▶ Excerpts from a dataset
★ ★ ★

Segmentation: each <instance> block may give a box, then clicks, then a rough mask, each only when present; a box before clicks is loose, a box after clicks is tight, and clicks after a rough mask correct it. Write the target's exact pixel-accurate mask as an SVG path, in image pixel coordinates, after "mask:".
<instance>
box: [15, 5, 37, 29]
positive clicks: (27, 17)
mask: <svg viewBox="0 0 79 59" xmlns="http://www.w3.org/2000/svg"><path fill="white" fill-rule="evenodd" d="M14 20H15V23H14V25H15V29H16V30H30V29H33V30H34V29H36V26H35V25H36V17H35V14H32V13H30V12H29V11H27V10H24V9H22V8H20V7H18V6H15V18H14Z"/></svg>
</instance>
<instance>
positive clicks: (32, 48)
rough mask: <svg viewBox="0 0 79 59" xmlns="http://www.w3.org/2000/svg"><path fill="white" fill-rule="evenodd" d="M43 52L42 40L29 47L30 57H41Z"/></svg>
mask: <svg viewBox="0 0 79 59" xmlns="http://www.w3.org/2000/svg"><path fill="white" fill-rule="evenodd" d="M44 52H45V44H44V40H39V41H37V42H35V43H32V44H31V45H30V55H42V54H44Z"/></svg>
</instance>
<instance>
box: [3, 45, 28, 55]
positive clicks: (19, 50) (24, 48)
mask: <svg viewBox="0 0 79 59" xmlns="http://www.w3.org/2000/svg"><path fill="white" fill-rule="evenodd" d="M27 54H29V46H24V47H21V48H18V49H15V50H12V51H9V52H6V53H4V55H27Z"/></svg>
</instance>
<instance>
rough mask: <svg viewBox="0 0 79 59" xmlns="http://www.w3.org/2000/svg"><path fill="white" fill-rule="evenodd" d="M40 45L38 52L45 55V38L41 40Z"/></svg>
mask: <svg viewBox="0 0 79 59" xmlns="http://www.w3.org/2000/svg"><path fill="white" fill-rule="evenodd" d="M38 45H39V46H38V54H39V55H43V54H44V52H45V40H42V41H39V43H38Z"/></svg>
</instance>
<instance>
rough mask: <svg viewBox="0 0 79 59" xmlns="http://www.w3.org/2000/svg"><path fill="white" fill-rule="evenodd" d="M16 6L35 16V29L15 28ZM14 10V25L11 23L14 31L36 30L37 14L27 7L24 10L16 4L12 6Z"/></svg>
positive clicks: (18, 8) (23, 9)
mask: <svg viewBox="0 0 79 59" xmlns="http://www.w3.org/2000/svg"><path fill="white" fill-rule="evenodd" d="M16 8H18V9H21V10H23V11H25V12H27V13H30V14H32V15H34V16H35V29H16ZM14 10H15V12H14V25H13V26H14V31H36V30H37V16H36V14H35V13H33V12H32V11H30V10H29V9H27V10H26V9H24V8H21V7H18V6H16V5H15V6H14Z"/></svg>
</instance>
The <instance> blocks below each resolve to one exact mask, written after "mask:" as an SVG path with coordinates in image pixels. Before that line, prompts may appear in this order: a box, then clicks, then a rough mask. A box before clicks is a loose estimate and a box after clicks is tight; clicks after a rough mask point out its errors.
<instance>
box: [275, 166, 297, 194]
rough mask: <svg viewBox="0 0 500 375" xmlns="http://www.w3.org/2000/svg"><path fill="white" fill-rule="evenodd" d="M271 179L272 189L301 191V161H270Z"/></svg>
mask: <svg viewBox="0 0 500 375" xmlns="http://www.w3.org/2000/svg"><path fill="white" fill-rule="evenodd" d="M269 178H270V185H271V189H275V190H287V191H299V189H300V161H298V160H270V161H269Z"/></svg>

★ ★ ★

▶ WHAT THE EXERCISE ASKS
Show every line of the records above that contains the word "image", reproducing each such line in full.

▶ THE COMPLETED TASK
Segmentation: each <instance> block may give a box, then clicks, then a rough mask, each only when present; a box before clicks is loose, a box after clicks is tight, and clicks after a rough mask correct it. Write the target's exact pixel-accurate mask as an SVG path, in image pixel coordinates, after "mask:".
The <instance> blocks below each resolve to one exact mask, written after "mask:" as an SVG path with coordinates in image pixels. Before that line, prompts may appear in this order: a box, then clicks, then a rough mask. A box before clicks is a loose estimate and a box after clicks is tight; clicks after a rough mask point out its errors.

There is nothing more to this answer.